**Text for analysis:**
#####
The first coding scheme inspired by the Watson-Crick structure came from an unexpected quarter. The author was not a biologist or a chemist but a physicist: George Gamow, the chief proponent of the Big Bang theory in cosmology.

In Gamow's initial proposal, which he called the diamond code, double-stranded DNA acted directly as a template for assembling amino acids into proteins. As Gamow saw it, the various combinations of bases along one of the grooves in the double helix could form distinctively shaped cavities into which the side chains of amino acids might fit. Each cavity would attract a specific amino acid; when all the amino acids were lined up in the correct order along the groove, an enzyme would come along to polymerize them.

Figure 1. George Gamow's diamond codeClick to Enlarge Image

Each of Gamow's cavities was bounded by the bases at the four corners of a diamond. If the DNA helix is oriented vertically, the bases at the top and bottom corners of a diamond are on the same strand and are separated by a single intervening base; the left and right corners of the diamond are defined by that intervening base and by its complementary partner on the opposite strand.

Some years later, Crick wrote: "The importance of Gamow's work was that it was really an abstract theory of coding, and was not cluttered up by a lot of unnecessary chemical details...." Actually, Gamow's description of the diamond code had more chemical clutter than many of the later code proposals, but it was indeed the abstract parts of the scheme that made an impression and had a lasting influence. In particular, Gamow's treatment of the problem of mismatched alphabets is still the starting point for textbook accounts of the genetic code.

The alphabet problem is simply that there are 20 kinds of amino acids in proteins but only four kinds of nucleotide bases in DNA. Hence there cannot be any one-to-one mapping from bases to amino acids. Using two bases to represent each amino acid still comes up short, since there are only 16 doublets of bases. It therefore seems that the basic unit of information in the genetic code can be no smaller than a triplet of bases. But there are 64 triplets—more than three times the number needed. Explaining away this excess became a major preoccupation of coding theorists.
#####
**Dataset entries:**
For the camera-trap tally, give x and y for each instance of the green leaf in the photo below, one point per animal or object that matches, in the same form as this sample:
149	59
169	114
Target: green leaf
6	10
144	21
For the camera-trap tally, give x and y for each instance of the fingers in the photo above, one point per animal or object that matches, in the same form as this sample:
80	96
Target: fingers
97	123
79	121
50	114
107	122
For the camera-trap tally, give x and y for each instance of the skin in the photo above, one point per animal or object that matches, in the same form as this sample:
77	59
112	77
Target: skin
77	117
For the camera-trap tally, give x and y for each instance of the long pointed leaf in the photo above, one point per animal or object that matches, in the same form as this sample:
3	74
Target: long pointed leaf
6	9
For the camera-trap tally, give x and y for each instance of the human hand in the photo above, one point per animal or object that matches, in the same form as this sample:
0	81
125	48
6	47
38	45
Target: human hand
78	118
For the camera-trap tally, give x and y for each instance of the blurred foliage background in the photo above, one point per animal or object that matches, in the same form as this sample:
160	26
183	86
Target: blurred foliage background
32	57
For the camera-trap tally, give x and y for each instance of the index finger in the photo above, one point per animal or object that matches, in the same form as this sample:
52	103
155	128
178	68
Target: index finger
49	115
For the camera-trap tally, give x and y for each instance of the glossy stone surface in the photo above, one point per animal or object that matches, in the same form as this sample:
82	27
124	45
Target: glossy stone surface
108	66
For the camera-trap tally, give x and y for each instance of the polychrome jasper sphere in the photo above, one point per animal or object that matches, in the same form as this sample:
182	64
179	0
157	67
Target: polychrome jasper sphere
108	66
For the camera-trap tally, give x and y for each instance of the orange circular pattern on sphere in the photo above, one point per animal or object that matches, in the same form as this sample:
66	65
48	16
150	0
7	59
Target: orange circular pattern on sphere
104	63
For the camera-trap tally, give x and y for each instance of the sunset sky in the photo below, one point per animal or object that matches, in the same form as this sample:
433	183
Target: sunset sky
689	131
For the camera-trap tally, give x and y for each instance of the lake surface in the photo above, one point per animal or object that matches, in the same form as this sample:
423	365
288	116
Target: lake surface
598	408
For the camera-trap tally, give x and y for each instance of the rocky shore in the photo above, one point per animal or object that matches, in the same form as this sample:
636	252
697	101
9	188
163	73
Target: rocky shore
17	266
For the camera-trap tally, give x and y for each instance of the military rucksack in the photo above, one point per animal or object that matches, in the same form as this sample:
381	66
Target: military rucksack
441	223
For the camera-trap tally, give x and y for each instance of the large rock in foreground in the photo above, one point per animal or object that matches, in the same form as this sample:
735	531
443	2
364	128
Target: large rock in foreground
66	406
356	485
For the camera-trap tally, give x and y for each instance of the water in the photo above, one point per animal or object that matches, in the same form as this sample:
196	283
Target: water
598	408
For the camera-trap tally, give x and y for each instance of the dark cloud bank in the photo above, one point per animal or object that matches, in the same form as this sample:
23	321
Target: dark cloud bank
#####
**Exercise prompt:** Please reproduce the passage above on Gamow's diamond code, from "The first coding" to "to polymerize them.".

**Output for this task:**
The first coding scheme inspired by the Watson-Crick structure came from an unexpected quarter. The author was not a biologist or a chemist but a physicist: George Gamow, the chief proponent of the Big Bang theory in cosmology.

In Gamow's initial proposal, which he called the diamond code, double-stranded DNA acted directly as a template for assembling amino acids into proteins. As Gamow saw it, the various combinations of bases along one of the grooves in the double helix could form distinctively shaped cavities into which the side chains of amino acids might fit. Each cavity would attract a specific amino acid; when all the amino acids were lined up in the correct order along the groove, an enzyme would come along to polymerize them.